Exercise prompt:
With nothing added and nothing dropped, copy the entire listing.

Records to use below:

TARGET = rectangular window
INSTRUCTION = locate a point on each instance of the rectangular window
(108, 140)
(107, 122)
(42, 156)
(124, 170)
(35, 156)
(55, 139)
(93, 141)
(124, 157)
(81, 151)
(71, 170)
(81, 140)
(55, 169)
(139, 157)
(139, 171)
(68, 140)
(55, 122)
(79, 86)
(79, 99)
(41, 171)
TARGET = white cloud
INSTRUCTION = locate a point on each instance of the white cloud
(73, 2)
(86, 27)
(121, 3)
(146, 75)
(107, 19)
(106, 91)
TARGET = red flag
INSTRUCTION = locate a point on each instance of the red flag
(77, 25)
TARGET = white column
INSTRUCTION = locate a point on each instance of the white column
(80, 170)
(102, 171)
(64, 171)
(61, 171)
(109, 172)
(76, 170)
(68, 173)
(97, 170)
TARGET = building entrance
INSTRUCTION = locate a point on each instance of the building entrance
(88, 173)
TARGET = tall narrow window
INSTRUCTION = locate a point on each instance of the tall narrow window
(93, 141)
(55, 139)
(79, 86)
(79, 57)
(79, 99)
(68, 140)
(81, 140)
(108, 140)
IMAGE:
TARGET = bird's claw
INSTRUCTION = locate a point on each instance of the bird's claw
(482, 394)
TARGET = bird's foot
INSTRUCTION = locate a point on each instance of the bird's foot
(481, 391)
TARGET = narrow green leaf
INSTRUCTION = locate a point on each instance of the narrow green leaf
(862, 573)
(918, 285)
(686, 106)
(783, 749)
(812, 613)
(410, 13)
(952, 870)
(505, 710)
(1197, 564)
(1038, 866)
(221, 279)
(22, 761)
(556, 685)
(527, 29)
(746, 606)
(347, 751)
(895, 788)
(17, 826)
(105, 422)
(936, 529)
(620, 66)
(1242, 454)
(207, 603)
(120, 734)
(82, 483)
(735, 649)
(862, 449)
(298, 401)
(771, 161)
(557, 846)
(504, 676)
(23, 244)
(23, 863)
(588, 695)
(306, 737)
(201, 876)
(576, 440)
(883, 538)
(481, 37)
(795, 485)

End of Records to use.

Exercise result:
TARGET = rectangular window
INSTRUCTION = locate a point on each instance of the rectangular window
(108, 140)
(107, 122)
(42, 156)
(124, 170)
(35, 156)
(55, 139)
(93, 141)
(124, 157)
(81, 151)
(71, 170)
(81, 140)
(55, 169)
(139, 157)
(139, 171)
(68, 140)
(55, 122)
(79, 86)
(79, 99)
(41, 171)
TARGET = white cloud
INSTRUCTION = locate a point on each instance of the white cloud
(73, 2)
(86, 27)
(121, 3)
(146, 75)
(107, 19)
(106, 91)
TARGET = red flag
INSTRUCTION = locate a point on each instance of the red flag
(77, 25)
TARGET = white column
INSTRUCTION = locate a point on each instance of the white column
(80, 170)
(102, 171)
(64, 171)
(61, 171)
(109, 172)
(76, 170)
(68, 173)
(97, 170)
TARGET = building entrance
INSTRUCTION = locate a point on each instance of the building entrance
(88, 173)
TARGET = tall narrow window
INSTRUCTION = locate a point on each instance of the tall narrow window
(93, 141)
(55, 139)
(79, 86)
(79, 57)
(79, 99)
(68, 140)
(81, 140)
(108, 140)
IMAGE:
TARGET = bird's claw
INSTRUCTION = locate a point on each instance of the bird's claw
(482, 394)
TARGET = bird's foot
INSTRUCTION = locate a point on each instance of the bird's foot
(481, 391)
TARGET = narrow green leaf
INSTRUCTION = locate a point on each instance of the narrow green leaf
(862, 573)
(918, 285)
(686, 106)
(783, 749)
(812, 613)
(410, 13)
(952, 870)
(505, 710)
(1197, 564)
(1038, 866)
(221, 279)
(22, 761)
(556, 685)
(527, 29)
(746, 606)
(347, 751)
(895, 788)
(17, 826)
(105, 422)
(936, 529)
(620, 66)
(1242, 454)
(207, 603)
(120, 734)
(82, 483)
(735, 649)
(862, 449)
(298, 401)
(771, 161)
(557, 846)
(504, 676)
(23, 244)
(23, 863)
(588, 695)
(306, 737)
(201, 876)
(576, 440)
(883, 538)
(481, 37)
(795, 485)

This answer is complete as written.